● **Task statement**:
Translate this sentence from the hepatitis B vaccination study into Spanish: "Hepatitis B vaccine is administered to all newborns in Israel in the first 24 h following birth, at 1 month and 6 months."

● **Extract to read**:
=-=-=
In total, 553 samples which were positive to anti-HBs were tested for anti-HBc. In 78 samples, there was not enough sera for further testing. Four samples (1·3%) were anti-HBc positive and 3 (0·5%) were intermediate.

Two hundred and sixteen candidates for voluntary national service, who presented documentation of hepatitis B vaccination in infancy, were approached. 139 (64·4%) of them tested negative for anti-HBs antibodies, and 78 of them (56·1%) received a booster dose as part of the recruitment process. Thirty one (39·7%) of them provided a second blood sample within 8 weeks since vaccination. The mean age and standard deviation of the 31 participants was 17·6 ± 0·6 years, 93·3% were females and 89·3% were born in Israel. Twenty-eight of 31 participants (90·3%; 95% CI: 75·1–96·6%) tested positive for anti-HBs antibodies following vaccination. The three non-responders were all females, Jews, who were born in Israel.

DISCUSSION

In this cross-sectional study we have shown a continuous decline in seropositivity rate of anti-HBs antibodies with time since vaccination. Hepatitis B vaccine is administered to all newborns in Israel in the first 24 h following birth, at 1 month and 6 months.
=-=-=
● **Data supplied**:
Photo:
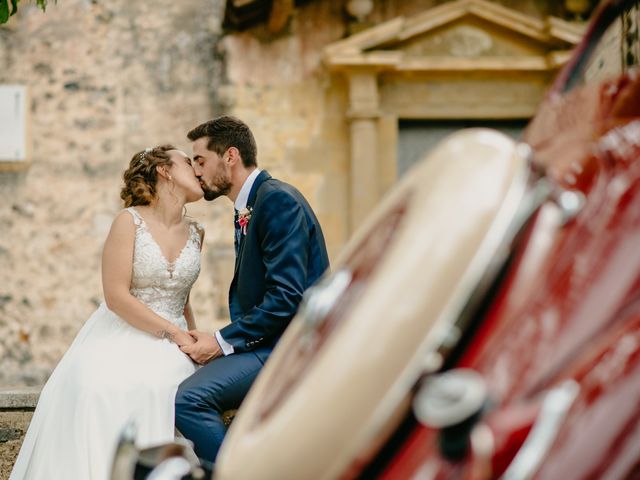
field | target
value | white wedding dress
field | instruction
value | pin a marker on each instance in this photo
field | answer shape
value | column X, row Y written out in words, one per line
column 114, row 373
=-=-=
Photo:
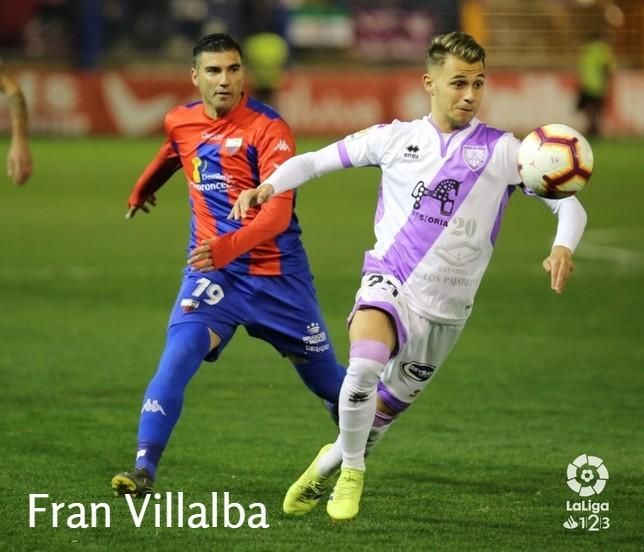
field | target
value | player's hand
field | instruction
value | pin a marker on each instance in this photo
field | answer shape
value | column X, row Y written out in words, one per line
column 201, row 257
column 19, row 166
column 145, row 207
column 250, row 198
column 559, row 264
=-=-=
● **Task output**:
La vacuna contra la hepatitis B se administra a todos los recién nacidos en Israel en las primeras 24 h después del nacimiento, al mes y a los 6 meses.